[Data for this exercise — start]
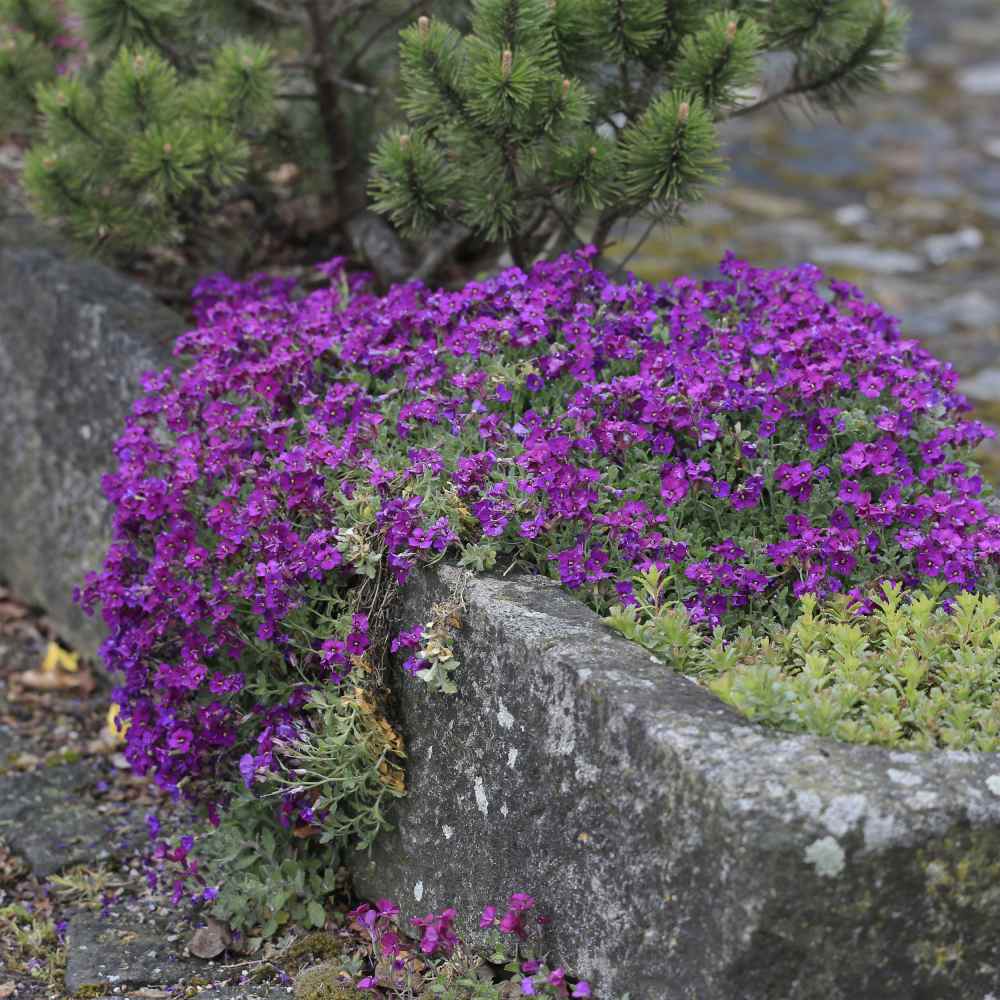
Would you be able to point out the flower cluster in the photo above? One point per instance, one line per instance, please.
[Data for this exercise — finish]
[Data for this exercise — start]
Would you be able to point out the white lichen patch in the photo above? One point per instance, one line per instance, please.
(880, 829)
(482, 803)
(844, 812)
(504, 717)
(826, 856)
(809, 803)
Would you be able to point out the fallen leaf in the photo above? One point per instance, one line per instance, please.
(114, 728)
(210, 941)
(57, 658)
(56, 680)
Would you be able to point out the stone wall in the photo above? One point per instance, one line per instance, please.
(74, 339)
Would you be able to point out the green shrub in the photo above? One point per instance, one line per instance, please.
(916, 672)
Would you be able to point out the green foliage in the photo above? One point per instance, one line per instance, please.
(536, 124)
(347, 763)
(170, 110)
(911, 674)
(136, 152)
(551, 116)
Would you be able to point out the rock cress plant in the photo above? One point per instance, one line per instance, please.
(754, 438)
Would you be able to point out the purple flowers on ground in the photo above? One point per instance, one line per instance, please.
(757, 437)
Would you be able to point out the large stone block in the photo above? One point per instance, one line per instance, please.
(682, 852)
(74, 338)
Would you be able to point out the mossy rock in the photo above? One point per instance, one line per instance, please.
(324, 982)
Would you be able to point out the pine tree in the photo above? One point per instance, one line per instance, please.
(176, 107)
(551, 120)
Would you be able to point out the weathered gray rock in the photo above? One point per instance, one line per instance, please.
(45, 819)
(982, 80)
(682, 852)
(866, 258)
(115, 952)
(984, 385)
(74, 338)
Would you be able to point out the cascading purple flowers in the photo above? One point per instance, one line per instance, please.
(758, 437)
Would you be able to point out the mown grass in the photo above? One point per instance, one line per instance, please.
[Data for this exercise — finish]
[Data for this exercise — start]
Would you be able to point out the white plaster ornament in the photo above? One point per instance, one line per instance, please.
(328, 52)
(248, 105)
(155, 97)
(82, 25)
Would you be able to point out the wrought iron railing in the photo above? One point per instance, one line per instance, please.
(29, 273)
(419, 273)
[Data for this exercise — finish]
**Problem details**
For this exercise, repeat exactly the lines of the data above from the one with "Would you be able to point out the green shrub" down to the one with "Would you be able to point out the mown", both end lines included.

**Problem solution**
Would you be able to point out the green shrub in the photo above? One point per instance, one line per instance, please.
(916, 672)
Would you be able to point out the green foliage in the photo above? One point per instance, one line per instance, please.
(536, 124)
(347, 763)
(170, 110)
(911, 674)
(136, 152)
(551, 116)
Would you be able to point out the rock cress plant in the photo above? One point per instance, one line per instance, please.
(754, 438)
Would you be able to point out the purple flowers on ground in the photo above? One point per instance, one line per instance, please.
(757, 437)
Would you be able to point out the large stone block in the photo above? One point per instance, one line per instance, please.
(682, 852)
(74, 338)
Would you be able to point out the mossy rock in the photo above? One point per instance, one line per instance, please.
(324, 982)
Would you be able to point out the pine tree in the photo above? One point per instance, one line per instance, please.
(176, 107)
(551, 120)
Would you be able to point out the weathered gray rock in the photo above? One point per instance, one line per instance, please.
(45, 819)
(982, 80)
(682, 852)
(866, 258)
(115, 952)
(984, 385)
(74, 338)
Would you be able to point out the cascading purple flowers in the photo above? One point per instance, one line per instance, please.
(758, 437)
Would you be able to point out the mown grass in the photo above? One point per instance, one line per instance, please.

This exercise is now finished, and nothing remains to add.